---------- Extracted material ----------
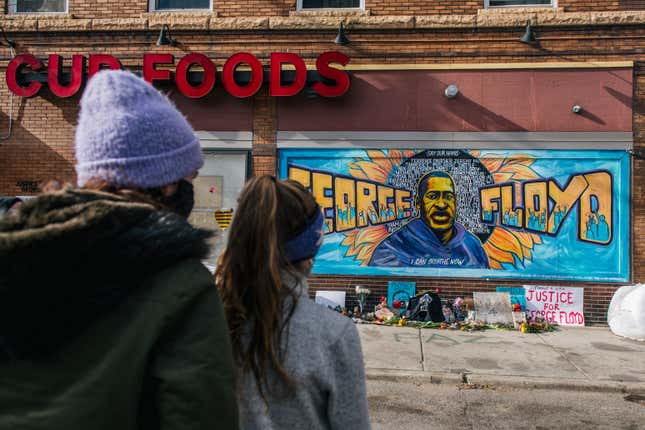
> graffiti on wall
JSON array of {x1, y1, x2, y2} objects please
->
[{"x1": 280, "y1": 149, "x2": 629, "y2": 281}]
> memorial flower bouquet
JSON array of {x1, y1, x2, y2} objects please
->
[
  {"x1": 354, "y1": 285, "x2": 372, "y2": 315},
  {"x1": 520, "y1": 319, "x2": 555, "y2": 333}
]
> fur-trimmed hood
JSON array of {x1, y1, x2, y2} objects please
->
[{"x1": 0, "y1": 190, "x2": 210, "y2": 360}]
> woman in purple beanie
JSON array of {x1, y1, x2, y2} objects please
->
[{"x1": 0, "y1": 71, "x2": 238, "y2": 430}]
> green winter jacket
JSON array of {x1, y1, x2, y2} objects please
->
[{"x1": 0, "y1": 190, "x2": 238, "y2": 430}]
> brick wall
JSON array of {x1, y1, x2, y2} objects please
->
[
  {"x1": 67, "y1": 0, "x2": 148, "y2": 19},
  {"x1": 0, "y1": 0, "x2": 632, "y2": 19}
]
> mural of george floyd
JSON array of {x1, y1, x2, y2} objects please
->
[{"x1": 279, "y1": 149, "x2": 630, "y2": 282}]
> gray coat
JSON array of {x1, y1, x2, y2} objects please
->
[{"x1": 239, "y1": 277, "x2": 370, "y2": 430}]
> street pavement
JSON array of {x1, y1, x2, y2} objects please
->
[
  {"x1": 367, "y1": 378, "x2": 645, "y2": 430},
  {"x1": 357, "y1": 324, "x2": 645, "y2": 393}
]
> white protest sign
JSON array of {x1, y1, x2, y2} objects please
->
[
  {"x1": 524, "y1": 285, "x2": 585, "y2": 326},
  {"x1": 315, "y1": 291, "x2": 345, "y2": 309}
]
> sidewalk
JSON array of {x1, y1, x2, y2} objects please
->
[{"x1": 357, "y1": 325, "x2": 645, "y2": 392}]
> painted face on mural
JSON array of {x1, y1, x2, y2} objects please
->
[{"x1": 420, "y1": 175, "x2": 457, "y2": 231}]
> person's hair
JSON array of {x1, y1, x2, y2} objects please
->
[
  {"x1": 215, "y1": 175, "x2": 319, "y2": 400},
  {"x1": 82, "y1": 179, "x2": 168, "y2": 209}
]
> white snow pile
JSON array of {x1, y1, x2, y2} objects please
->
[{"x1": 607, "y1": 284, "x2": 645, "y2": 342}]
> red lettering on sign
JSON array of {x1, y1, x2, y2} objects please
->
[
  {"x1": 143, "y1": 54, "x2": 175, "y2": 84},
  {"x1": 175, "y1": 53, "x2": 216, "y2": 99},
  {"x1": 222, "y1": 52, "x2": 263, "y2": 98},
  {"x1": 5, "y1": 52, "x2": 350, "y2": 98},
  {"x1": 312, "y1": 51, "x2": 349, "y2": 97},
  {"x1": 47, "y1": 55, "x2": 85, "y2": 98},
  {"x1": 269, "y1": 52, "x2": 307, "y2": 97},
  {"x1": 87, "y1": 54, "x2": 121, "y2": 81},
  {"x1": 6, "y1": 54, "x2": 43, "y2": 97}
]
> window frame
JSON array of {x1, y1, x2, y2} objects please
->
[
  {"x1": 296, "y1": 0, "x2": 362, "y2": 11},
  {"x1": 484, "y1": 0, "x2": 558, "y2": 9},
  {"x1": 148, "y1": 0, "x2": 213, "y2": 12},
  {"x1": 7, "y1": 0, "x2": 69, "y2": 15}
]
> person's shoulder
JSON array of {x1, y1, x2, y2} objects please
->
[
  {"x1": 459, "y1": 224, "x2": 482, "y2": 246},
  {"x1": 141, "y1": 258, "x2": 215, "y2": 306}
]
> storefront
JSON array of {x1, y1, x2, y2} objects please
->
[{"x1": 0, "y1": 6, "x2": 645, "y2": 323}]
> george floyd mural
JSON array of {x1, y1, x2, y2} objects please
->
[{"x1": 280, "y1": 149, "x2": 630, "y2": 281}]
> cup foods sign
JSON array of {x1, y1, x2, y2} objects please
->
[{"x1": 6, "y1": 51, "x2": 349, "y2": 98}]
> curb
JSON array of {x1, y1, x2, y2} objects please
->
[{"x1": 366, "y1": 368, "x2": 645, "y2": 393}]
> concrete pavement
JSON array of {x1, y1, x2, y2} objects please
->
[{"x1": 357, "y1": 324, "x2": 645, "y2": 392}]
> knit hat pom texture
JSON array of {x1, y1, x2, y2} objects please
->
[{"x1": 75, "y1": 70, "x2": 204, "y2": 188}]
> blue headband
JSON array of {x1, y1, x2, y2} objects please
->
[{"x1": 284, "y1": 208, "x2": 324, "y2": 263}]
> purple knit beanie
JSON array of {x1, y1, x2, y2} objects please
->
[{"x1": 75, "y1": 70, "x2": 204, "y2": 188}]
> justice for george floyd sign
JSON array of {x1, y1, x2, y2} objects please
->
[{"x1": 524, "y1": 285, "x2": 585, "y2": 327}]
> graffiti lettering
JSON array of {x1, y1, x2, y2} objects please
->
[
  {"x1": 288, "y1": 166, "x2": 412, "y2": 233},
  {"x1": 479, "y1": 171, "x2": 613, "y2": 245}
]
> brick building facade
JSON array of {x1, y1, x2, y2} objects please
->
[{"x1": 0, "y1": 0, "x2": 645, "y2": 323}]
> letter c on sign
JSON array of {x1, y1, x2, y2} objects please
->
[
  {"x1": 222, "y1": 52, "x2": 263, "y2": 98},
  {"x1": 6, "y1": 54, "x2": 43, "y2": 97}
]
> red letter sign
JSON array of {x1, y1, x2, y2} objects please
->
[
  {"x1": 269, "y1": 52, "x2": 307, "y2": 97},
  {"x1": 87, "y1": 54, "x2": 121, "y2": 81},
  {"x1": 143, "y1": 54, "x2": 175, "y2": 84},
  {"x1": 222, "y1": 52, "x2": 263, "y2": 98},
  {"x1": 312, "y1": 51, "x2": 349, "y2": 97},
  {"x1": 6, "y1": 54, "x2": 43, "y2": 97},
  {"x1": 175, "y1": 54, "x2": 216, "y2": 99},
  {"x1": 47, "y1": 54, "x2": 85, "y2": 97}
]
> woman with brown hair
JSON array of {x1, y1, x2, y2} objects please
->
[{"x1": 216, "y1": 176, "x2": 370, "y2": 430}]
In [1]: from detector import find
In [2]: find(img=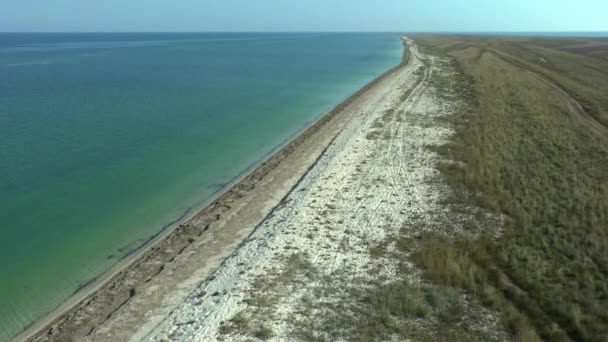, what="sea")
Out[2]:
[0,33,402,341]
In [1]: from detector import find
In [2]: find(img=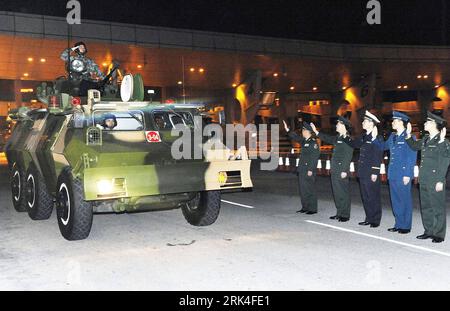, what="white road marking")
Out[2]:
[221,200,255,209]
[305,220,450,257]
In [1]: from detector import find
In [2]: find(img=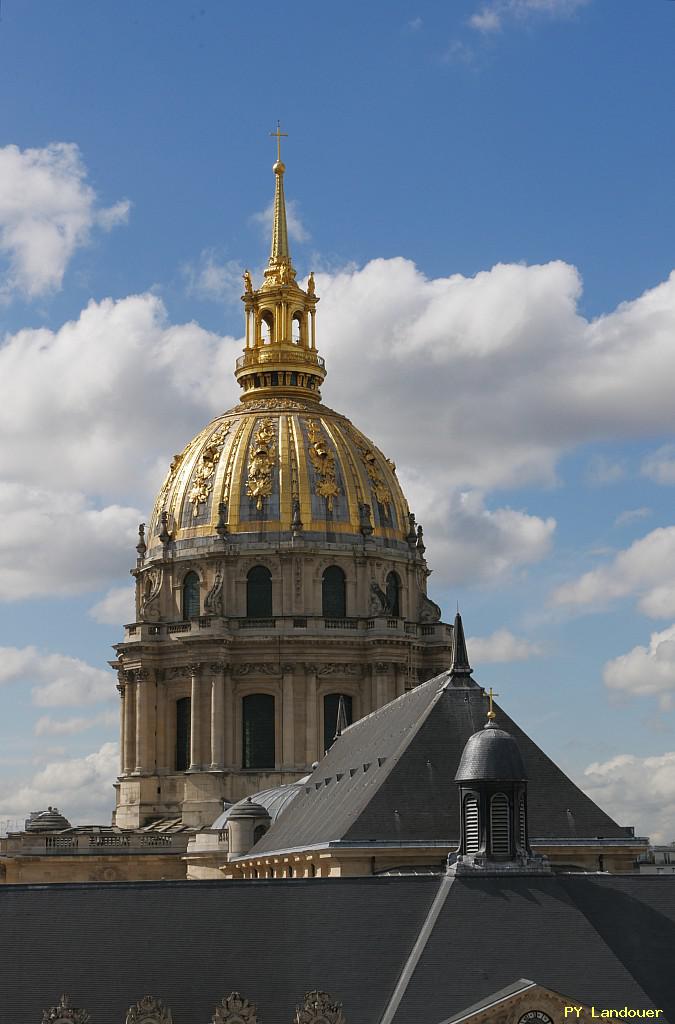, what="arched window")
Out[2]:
----------
> Exercise aim
Count the lines of the items that contain the string "mural", treating case as significant, and reply with only the number.

> The output
3